§ Tasks to complete:
1 > Summarize the ad ranking text in two sentences.
2 > Answer these questions from the ad ranking text:
(a) What percentile range does Average cover?
(b) Against which ads does Engagement Rate Ranking rank your ads?
(c) Which ad types does the text name as unable to get Engagement Rate Ranking?
3 > Return the part of the ad ranking text starting with "Quality ranking can" and going on through "are above average.", copied word for word.

[Opening Given text section]

Quality ranking can be Above Average, Average, Below Average, Below Average, or Below Average. Wait, what?
Each of these actually has a percentage of ads attached to it. You have Below Average (Bottom 10% of ads), Below Average (Bottom 20% of ads), Below Average (Bottom 35% of ads), Average (the 35th to 55th percentile ads) and the better ads. Yes, it’s a little confusing, but all you really need to know is that you want to strive for ads that are above average.
The second of the three new scores is Engagement Rate Ranking. This is a different dimension of ad relevance and is focused on explaining how your ad is expected to perform in terms of engagement actions. Clicks, reactions, comments, shares, and other forms of engagement are all good metrics, and this score estimates how an ad will perform.
Again, this metric has the same percentile distribution for above and below average, and it’s also a comparative metric. It ranks your ads amongst other active ads targeting the same audience set. It’s also only available on ads that have engagement as a possible action; impression ads, reach ads, and value ads – among other types – can’t get this metric.

[Closing Given text section]
[Opening Information provided section]

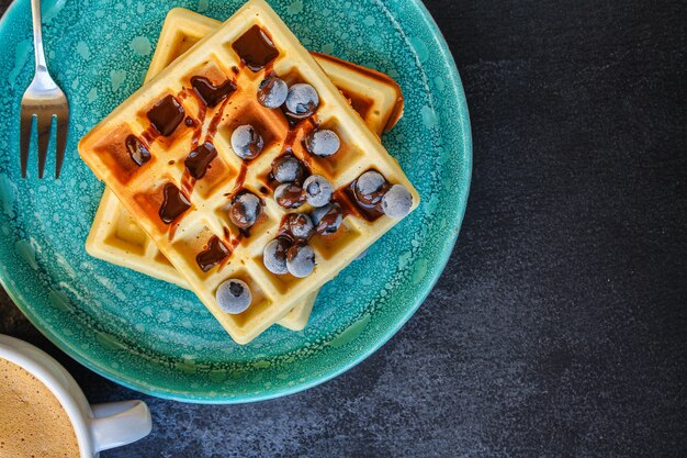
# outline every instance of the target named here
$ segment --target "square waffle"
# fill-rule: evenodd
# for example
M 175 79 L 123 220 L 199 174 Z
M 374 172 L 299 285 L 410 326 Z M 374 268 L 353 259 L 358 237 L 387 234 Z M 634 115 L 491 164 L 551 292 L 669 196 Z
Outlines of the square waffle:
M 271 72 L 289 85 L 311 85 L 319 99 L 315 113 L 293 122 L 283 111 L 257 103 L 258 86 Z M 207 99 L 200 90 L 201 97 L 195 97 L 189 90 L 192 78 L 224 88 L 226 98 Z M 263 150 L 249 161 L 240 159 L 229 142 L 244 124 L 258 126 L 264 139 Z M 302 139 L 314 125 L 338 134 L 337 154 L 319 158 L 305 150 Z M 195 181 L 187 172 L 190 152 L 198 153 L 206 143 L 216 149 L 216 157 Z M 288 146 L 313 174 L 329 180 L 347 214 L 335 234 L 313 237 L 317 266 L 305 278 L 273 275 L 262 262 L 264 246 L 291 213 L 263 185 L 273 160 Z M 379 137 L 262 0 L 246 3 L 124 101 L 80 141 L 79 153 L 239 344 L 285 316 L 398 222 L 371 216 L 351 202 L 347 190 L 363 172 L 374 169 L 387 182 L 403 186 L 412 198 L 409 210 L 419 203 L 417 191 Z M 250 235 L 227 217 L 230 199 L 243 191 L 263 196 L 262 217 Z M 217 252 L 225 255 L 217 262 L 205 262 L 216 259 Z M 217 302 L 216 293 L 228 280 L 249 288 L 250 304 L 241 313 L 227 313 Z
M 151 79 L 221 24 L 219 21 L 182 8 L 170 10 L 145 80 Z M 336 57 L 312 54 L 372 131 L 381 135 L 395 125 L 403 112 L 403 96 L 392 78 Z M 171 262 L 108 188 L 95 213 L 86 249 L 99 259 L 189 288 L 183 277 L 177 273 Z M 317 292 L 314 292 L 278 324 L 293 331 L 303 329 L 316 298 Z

[Closing Information provided section]

§ Answers by item:
1 > Quality ranking places ads in percentile bands, and the aim is to have ads that are above average. Engagement Rate Ranking estimates how an ad will perform on engagement actions such as clicks, reactions, comments and shares by ranking it against other active ads targeting the same audience, and only ads with engagement as a possible action can get it.

2 >
(a) The 35th to 55th percentile.
(b) Other active ads targeting the same audience set.
(c) Impression ads, reach ads and value ads.

3 >
Quality ranking can be Above Average, Average, Below Average, Below Average, or Below Average. Wait, what?
Each of these actually has a percentage of ads attached to it. You have Below Average (Bottom 10% of ads), Below Average (Bottom 20% of ads), Below Average (Bottom 35% of ads), Average (the 35th to 55th percentile ads) and the better ads. Yes, it’s a little confusing, but all you really need to know is that you want to strive for ads that are above average.